(What is required) Pictures are to be skipped. Retype exactly the lines from the top of the material through the one with "on the distant", and only those.
-- -- --
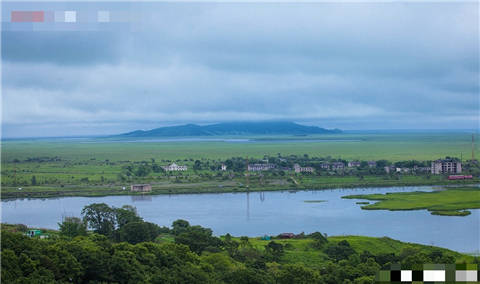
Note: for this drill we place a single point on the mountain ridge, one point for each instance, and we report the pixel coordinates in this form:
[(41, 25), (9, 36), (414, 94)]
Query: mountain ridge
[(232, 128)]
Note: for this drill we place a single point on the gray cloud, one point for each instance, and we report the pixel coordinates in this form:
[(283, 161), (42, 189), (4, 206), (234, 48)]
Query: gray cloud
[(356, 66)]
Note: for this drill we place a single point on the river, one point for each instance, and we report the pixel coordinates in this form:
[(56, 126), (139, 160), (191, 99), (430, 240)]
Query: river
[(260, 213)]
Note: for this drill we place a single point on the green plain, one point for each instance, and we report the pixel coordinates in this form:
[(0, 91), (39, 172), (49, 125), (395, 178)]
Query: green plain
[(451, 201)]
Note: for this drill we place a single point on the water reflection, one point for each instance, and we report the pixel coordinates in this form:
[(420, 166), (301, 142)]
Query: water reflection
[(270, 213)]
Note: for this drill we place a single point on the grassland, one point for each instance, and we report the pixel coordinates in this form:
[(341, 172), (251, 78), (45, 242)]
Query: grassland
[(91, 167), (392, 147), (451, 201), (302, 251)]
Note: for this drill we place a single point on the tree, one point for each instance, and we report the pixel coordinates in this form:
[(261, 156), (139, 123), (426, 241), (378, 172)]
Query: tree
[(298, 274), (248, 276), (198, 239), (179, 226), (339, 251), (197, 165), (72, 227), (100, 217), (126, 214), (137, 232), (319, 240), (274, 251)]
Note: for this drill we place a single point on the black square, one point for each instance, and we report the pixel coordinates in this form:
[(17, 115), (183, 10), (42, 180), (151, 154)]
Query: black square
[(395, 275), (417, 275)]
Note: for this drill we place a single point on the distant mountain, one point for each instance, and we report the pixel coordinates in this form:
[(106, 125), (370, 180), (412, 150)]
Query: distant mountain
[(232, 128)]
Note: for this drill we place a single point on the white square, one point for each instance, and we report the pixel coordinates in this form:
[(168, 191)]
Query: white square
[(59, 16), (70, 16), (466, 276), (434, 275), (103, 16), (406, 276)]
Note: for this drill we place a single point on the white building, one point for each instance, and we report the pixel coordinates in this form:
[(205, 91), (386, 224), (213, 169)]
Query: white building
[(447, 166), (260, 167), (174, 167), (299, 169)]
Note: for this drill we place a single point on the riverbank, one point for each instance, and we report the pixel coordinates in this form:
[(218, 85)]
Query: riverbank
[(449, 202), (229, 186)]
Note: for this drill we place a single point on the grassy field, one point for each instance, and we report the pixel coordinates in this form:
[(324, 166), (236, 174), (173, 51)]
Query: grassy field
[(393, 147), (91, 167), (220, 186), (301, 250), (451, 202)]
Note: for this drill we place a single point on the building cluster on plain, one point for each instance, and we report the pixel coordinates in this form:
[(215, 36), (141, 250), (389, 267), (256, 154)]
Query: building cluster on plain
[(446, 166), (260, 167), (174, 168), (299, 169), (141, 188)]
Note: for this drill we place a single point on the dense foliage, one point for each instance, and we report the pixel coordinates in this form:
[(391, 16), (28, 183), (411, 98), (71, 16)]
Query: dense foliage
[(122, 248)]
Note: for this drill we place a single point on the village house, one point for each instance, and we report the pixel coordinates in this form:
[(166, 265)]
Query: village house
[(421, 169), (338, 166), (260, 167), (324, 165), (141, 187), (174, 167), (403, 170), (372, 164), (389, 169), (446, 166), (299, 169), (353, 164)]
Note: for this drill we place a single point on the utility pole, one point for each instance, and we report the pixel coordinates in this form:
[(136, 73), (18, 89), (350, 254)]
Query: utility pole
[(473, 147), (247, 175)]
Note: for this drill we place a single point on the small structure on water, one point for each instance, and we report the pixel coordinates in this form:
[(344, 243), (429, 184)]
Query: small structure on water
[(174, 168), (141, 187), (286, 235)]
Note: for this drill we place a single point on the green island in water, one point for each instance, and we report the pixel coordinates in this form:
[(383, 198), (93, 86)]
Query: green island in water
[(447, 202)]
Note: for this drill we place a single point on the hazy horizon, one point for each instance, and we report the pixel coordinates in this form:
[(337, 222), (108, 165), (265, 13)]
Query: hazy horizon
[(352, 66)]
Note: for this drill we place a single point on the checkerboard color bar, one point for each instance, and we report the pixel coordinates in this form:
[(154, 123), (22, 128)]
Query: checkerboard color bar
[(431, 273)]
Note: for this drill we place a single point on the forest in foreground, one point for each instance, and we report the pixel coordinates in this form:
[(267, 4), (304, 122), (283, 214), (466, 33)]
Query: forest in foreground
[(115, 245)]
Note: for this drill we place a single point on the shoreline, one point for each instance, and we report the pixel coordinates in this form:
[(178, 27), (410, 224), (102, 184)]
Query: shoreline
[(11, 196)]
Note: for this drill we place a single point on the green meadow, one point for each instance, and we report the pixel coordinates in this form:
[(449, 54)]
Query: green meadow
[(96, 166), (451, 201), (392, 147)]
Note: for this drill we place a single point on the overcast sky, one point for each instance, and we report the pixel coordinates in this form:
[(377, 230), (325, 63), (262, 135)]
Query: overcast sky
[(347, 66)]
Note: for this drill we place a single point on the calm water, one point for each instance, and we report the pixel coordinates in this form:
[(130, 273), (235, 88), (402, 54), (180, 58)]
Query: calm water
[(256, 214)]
-- -- --
(Result)
Note: for this drill we place a single point on the mountain ridge, one point for each instance, and we report the pixel coordinates in this form:
[(41, 25), (9, 36), (414, 94)]
Query: mountain ridge
[(232, 128)]
Note: for this drill we place a single point on the gray cloud, one point for each instance, and we report the pixel coordinates in this form:
[(283, 161), (42, 189), (4, 206), (234, 48)]
Query: gray cloud
[(356, 66)]
Note: for this drill we place a single point on the river, one point for each instance, and we report the pixel coordinates in this form:
[(56, 126), (139, 160), (191, 99), (430, 240)]
Query: river
[(260, 213)]
Note: for this drill we place a single point on the green plain, one point for each instance, and we report the pixel coordinates in this form:
[(0, 91), (39, 172), (49, 125), (395, 178)]
Query: green plain
[(451, 201)]
Note: for this drill we place a single point on the water reflection, one point for each instance, and we report the pixel coordinates in this form:
[(420, 166), (301, 142)]
Query: water reflection
[(270, 213)]
Note: for this drill we place a single point on the grassland, one point for each instance, and we report the pixel coordinates in this form:
[(341, 172), (251, 78), (45, 242)]
Query: grassland
[(91, 167), (392, 147), (451, 201), (302, 251)]
Note: for this drill we place a single point on the tree, one point for each instance, and we report the pixel coordinates in this form:
[(261, 156), (139, 123), (426, 241), (378, 172)]
Query: tree
[(298, 274), (248, 276), (198, 239), (179, 226), (339, 251), (197, 165), (72, 227), (100, 217), (126, 214), (137, 232), (319, 240), (274, 251)]
Note: for this drill we place a single point on the black square, one point for each instance, and we report the pixel coordinates in this form:
[(17, 115), (183, 10), (42, 180), (151, 154)]
Query: black square
[(395, 275), (417, 275)]
Note: for this drill we place a single point on the distant mountain, one point for each instance, and we report the pixel coordinates in this form:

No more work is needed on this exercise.